**TEXT SHOWN**
=-=-=

When I initially moved, the tank was more peaceful than I had ever seen it, every fish was out and about almost all the time and there was really not much aggression. The Callainos has been known to be my most aggressive fish and has been responsible for several other Mbuna deaths in my old tank.

So the problem now, is that now that I am 4 months into my new place and the tank has been up the whole time. The Callainos and even the Hongi have started acting extremely aggressive to the Acei. To the point that you don't see them until the evening when the fish are all starting to calm down.

I hate seeing my tank this way, most of the time it looks like I have 2 fish, when in actuality I have 10 in there. This tank is understocked and I know that. But I feel like I am in a difficult position. I have a mixture of species now, so adding another Melanochromis, Metriaclima, Psuedo or Lab species is obviously frowned upon.

I know people believe in the overstock method, and when I started this tank I was very new to African cichlids and never "overstocked". 7 Years in and I realize this is what I must do if I want my tank to be what I want it to be and active.

So, now that you have read my novel, what would you do? Would you load the tank with a ton of fish? I know some may say to get rid of the aggressors, and that is part of the problem. I don't want to. My Callainos is a gorgeous fish that has earned his right to stay in my tank, and I love the Hongi (one of my favorite species in the world).

If I decide to load the tank, would I be ok doing so with many juveniles? This is mostly what my LFS carries for Mbuna, very young fish. And do I need to be very careful as to what I add? I hate to ask the generic question, but how many mbuna should you have in a 75 to have a good equilibrium to ease aggression?

Any insight here would help.

Thank you for reading.


----------



## hollyfish2000 (Aug 23, 2007)

=-=-=

**TASK STATEMENT**
Write out the portion of the cichlid forum post between "I know people" and "be and active.", inclusive, word for word.

=-=-=

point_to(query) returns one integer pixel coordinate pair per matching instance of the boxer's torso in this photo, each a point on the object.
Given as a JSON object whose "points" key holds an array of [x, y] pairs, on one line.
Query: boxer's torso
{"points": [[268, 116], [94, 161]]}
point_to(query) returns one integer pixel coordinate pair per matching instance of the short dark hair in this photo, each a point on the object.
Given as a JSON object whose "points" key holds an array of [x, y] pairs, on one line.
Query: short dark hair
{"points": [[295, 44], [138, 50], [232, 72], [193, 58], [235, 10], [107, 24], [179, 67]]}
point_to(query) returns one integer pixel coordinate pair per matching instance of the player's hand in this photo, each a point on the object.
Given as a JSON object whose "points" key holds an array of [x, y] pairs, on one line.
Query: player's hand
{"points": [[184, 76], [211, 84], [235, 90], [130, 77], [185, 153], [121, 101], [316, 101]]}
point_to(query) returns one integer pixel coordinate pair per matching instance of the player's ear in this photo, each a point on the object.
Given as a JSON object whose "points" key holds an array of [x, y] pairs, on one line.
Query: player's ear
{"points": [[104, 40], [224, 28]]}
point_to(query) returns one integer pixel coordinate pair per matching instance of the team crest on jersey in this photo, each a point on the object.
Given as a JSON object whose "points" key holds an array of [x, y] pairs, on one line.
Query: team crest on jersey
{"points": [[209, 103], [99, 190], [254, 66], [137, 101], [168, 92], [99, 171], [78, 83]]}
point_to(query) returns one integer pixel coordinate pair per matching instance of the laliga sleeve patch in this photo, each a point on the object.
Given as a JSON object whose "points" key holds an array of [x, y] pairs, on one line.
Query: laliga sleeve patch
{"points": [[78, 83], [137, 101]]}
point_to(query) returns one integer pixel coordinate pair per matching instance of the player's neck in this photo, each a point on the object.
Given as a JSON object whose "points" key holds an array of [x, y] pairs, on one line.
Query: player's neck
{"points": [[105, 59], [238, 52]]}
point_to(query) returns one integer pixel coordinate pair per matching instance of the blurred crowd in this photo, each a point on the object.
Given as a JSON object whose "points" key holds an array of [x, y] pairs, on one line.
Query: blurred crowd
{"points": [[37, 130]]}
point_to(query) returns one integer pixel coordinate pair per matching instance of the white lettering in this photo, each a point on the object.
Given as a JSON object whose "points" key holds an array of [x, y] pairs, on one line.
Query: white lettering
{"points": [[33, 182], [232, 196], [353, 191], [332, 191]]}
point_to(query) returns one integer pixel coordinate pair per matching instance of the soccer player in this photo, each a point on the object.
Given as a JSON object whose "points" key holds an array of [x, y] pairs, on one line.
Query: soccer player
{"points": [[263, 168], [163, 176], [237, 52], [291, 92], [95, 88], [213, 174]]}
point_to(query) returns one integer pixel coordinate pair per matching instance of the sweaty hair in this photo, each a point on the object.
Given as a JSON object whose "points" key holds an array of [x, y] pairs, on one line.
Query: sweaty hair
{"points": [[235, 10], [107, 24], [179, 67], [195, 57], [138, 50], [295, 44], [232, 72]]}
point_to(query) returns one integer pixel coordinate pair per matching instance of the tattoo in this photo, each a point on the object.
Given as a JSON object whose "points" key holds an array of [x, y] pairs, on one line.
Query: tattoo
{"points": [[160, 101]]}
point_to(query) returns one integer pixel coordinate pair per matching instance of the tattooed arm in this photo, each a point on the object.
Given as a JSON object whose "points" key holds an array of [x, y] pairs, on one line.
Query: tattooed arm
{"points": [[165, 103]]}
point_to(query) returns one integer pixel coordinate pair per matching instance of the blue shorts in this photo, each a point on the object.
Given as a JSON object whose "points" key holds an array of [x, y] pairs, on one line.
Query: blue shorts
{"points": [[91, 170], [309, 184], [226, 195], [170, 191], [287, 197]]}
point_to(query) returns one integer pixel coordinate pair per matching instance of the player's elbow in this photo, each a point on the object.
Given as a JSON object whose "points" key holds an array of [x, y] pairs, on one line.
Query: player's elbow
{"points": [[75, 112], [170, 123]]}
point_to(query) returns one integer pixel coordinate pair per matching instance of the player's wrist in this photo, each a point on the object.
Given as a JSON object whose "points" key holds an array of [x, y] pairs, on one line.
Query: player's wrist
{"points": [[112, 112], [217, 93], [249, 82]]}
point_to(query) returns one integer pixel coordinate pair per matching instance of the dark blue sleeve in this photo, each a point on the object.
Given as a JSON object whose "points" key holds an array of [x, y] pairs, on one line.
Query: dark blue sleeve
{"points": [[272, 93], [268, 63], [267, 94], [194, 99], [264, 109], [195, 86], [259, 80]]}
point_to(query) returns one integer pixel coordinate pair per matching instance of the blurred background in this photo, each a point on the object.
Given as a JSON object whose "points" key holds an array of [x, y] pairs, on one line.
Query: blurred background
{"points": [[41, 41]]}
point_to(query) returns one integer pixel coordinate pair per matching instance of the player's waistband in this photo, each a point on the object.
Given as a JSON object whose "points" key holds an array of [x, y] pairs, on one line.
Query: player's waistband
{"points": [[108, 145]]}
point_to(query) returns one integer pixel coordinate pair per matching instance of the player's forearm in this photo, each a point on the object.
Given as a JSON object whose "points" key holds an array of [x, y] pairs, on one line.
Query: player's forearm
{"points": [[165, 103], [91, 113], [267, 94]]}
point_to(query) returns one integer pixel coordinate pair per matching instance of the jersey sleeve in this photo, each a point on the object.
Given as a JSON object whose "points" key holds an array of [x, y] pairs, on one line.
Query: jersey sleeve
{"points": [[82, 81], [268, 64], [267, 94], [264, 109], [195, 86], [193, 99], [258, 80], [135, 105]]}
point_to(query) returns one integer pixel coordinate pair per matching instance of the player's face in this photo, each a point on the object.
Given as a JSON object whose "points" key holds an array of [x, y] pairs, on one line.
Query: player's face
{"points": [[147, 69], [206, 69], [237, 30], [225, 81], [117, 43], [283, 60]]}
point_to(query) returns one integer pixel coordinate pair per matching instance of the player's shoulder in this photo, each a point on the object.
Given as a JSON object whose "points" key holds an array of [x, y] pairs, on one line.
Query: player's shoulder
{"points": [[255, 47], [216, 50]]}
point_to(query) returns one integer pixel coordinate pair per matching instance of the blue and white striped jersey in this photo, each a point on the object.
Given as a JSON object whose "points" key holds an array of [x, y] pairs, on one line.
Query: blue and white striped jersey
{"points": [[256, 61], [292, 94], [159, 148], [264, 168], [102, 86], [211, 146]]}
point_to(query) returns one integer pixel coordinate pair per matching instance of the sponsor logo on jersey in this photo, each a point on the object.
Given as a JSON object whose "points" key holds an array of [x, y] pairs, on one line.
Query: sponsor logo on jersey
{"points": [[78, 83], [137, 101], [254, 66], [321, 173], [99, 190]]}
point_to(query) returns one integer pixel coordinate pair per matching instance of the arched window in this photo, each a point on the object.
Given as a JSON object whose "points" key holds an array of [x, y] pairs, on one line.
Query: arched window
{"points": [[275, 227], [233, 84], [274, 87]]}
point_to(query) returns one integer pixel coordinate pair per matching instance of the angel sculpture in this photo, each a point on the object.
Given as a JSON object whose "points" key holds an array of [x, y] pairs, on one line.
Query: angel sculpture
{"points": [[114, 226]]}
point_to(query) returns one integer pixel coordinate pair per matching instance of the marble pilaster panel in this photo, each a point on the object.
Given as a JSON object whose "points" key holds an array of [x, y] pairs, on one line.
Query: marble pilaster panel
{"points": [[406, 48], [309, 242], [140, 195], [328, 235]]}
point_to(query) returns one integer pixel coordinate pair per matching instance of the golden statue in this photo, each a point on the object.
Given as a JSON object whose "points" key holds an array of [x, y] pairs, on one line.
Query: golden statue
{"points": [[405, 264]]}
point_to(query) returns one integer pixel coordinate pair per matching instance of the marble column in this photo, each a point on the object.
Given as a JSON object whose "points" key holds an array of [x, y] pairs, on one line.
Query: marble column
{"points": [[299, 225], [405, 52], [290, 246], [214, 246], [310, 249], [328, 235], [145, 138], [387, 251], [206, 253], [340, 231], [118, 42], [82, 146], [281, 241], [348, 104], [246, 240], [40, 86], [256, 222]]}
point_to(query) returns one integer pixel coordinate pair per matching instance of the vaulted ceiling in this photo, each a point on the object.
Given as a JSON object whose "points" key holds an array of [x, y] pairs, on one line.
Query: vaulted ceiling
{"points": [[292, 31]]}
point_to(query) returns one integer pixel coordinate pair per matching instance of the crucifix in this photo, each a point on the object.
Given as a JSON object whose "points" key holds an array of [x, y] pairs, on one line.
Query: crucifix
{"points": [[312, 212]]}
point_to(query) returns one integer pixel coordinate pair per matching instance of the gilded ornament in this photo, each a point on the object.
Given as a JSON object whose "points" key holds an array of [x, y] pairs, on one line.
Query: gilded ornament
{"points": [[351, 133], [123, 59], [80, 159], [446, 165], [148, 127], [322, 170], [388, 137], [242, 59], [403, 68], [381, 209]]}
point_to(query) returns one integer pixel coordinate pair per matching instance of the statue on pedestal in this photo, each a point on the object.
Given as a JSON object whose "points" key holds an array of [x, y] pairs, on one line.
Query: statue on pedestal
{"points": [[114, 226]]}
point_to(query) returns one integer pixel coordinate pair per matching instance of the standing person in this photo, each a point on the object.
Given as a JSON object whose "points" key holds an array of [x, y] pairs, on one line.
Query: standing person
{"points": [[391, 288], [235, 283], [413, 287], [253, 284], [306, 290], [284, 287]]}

=-=-=

**COMPLETED EXERCISE**
I know people believe in the overstock method, and when I started this tank I was very new to African cichlids and never "overstocked". 7 Years in and I realize this is what I must do if I want my tank to be what I want it to be and active.